W ou le Souvenir d'enfance est le roman où Georges Perec donne le plus de lui-même, dit le plus sur lui-même, explicitement dans l’évocation du fameux « souvenir », mais bien plus encore en profondeur, dans le suggéré, dans tout ce que le texte ne dit pas où parvient, difficilement, dans la douleur, à dire. C’est le roman qui donne toutes les clés pour entrer vraiment dans l’œuvre de Perec.

Et pourtant, même si l’écriture demeure très classique et très sobre (du moins par rapport à nombre des ses œuvres expérimentales où il se joue de la langue et des mots) – l’œuvre ne se laisse pas appréhender facilement pour autant. Elle résiste même, très longuement, presque jusqu’à la fin, à l’interprétation du lecteur. Elles résistent, plutôt – car il y a bien deux œuvres, en apparence, dans W : un récit autobiographique (le souvenir, ou plutôt les souvenirs) d’enfance et un récit de fiction, W, les deux textes étant présentés en alternance de chapitre en chapitre, parfaitement démarqués par des typographies différentes (le texte imaginaire apparaissant ainsi en italiques). Et rien ne semble vraiment relier ces deux textes juxtaposés de la plus arbitraire des façons.


Perec va même encore plus loin. Le roman se compose de deux parties. Et W, le récit de fiction est lui-même divisé à son tour en deux parties totalement distinctes, sans lien à nouveau, en dehors de l’évocation d’une localisation – une île ignorée des cartes, du côté de la Terre de feu. La première partie tient, apparemment, du roman d’aventures : un personnage en fuite ( ?), dissimulant son identité, se trouve contacté par un second personnage, tout aussi mystérieux, qui lui confie la mission de retrouver un enfant disparu dans un naufrage où toute sa famille aurait péri, du côté de la Terre de feu. Mais il n’y a plus de personnages identifiés dans la seconde partie, plus d’action, rien que la présentation de plus en plus précise, de plus en plus affinée au fil des chapitres, de l’organisation d’une cité idéale, W, entièrement consacrée au sport et à ses valeurs – du côté de la Terre de feu. L’écriture est peut-être classique (ou pas) mais la structure de l’ouvrage apparaît dès lors pour le moins déconcertante.

- [Données fournies]
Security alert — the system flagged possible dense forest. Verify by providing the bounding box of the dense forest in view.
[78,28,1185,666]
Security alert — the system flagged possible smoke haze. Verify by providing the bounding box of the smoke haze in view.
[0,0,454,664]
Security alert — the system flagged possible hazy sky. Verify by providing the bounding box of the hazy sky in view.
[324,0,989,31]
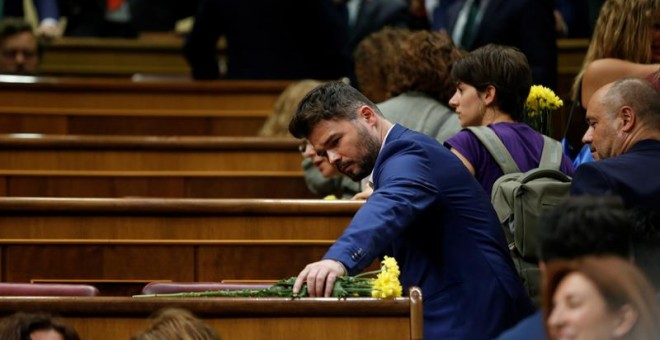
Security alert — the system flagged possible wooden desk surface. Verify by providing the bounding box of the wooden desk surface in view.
[0,135,302,173]
[0,288,423,340]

- [À faire]
a - Répondez aux questions suivantes sur le passage consacré à W ou le Souvenir d'enfance :
(i) Comment le texte imaginaire se distingue-t-il typographiquement du récit autobiographique ?
(ii) Près de quelle région se trouve l'île ignorée des cartes ?
(iii) À quoi la cité idéale W est-elle entièrement consacrée ?
b - Dans le passage consacré à W ou le Souvenir d'enfance, pourquoi le pronom passe-t-il du singulier « Elle résiste » au pluriel « Elles résistent » ?
c - Recopiez la partie du passage consacré à W ou le Souvenir d'enfance qui s'ouvre sur les mots contenant « W ou le Souvenir » et se termine par « l’œuvre de Perec. ».

- [Les réponses]
a -
(i) Il apparaît en italiques.
(ii) Près de la Terre de feu.
(iii) Au sport et à ses valeurs.

b - Ce passage au pluriel s'explique parce qu'il y a en apparence deux œuvres dans W : un récit autobiographique de souvenirs d'enfance et un récit de fiction, W. Les deux textes alternent d'un chapitre à l'autre.

c -
W ou le Souvenir d'enfance est le roman où Georges Perec donne le plus de lui-même, dit le plus sur lui-même, explicitement dans l’évocation du fameux « souvenir », mais bien plus encore en profondeur, dans le suggéré, dans tout ce que le texte ne dit pas où parvient, difficilement, dans la douleur, à dire. C’est le roman qui donne toutes les clés pour entrer vraiment dans l’œuvre de Perec.